Your goal
Reproduce the portion of the post on JAX and Flower that begins at the words "Photo of Dr." and ends after "a federated setup.", substituting "Google Research" for "DeepMind".

Document
══════════════════════════════

Published

JAX meets Flower - Federated Learning with JAX

Photo of Dr. Maria Börner
Dr. Maria Börner
Program Manager at Adap

Share this post

JAX was developed by Google researchers to run NumPy computations on GPUs and TPUs. It is quickly rising in popularity and is used by DeepMind to support and accelerate their research. JAX has different composable functions required for machine learning research such as differentiation with grad(), vectorisation with map(), and JIT-compilation (just-in-time) with jit(). It is, therefore, an absolute must-have to add a JAX-based workload to the Flower code examples. Combining JAX and Flower gives ML and FL researchers the flexibility to use the deep learning framework that is required for their projects. The new code example now provides a blueprint for moving existing JAX projects to a federated setup.

JAX and Flower Logo being connected

JAX logo and all other trademarks are trademarks or registered trademarks of Google JAX licensors.

However, let's first go through some general remarks about JAX. If you've seen one of our From Centralized to Federated examples such as PyTorch: From Centralized to Federated or MXNet: From Centralized to Federated, you should be familiar with the concept of creating a centralized machine learning workload first and then federating it with Flower. It is fairly easy to create a centralized machine learning setup and JAX provides several examples in the JAX developer documentation. Setting up the federated workload requires some understanding of JAX since it uses the data format DeviceArray for the ML model parameters. Those parameters need to be transformed to NumPy ndarrays in order to be compatible with the Flower NumPyClient. Let's go through our JAX meets Flower example to show how a possible setup with Flower can work.

══════════════════════════════

Dataset rows
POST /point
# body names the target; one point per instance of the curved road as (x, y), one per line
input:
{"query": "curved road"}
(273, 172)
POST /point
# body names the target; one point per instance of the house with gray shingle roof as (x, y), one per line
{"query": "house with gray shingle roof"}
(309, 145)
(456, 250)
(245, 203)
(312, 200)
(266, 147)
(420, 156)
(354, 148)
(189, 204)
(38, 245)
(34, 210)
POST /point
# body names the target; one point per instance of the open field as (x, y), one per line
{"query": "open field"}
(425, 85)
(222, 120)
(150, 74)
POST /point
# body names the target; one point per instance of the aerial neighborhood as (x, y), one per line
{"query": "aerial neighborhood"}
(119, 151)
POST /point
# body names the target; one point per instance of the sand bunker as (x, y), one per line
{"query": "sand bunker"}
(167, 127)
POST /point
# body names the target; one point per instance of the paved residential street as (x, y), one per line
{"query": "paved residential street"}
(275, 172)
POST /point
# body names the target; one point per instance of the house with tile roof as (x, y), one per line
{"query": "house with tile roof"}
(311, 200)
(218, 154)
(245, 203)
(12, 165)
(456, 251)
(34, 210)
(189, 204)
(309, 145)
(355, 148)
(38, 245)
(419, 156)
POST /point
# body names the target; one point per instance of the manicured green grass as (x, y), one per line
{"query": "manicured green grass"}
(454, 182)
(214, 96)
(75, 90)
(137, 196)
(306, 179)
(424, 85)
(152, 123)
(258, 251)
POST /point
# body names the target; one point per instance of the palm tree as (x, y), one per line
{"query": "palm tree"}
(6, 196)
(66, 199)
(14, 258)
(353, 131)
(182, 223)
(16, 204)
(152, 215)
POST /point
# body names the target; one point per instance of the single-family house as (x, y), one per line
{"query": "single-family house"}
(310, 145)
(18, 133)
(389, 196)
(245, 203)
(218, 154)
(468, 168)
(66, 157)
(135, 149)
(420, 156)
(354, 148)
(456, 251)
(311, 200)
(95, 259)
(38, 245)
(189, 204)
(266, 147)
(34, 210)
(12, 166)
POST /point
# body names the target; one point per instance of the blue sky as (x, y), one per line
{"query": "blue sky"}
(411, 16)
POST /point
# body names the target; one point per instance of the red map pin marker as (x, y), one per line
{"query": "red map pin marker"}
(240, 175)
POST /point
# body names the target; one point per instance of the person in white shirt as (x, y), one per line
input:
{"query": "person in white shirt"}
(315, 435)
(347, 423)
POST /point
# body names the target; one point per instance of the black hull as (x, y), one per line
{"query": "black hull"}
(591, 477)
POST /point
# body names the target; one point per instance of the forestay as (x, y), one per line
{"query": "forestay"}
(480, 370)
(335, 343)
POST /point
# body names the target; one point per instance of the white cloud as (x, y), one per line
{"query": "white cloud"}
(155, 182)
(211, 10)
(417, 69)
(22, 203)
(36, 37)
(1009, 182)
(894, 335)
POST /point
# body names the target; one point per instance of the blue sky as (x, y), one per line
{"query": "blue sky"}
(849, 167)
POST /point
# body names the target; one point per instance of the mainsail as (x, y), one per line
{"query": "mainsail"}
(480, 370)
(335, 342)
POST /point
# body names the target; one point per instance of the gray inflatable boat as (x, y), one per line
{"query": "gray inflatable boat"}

══════════════════════════════

Full answer
Photo of Dr. Maria Börner
Dr. Maria Börner
Program Manager at Adap

Share this post

JAX was developed by Google researchers to run NumPy computations on GPUs and TPUs. It is quickly rising in popularity and is used by Google Research to support and accelerate their research. JAX has different composable functions required for machine learning research such as differentiation with grad(), vectorisation with map(), and JIT-compilation (just-in-time) with jit(). It is, therefore, an absolute must-have to add a JAX-based workload to the Flower code examples. Combining JAX and Flower gives ML and FL researchers the flexibility to use the deep learning framework that is required for their projects. The new code example now provides a blueprint for moving existing JAX projects to a federated setup.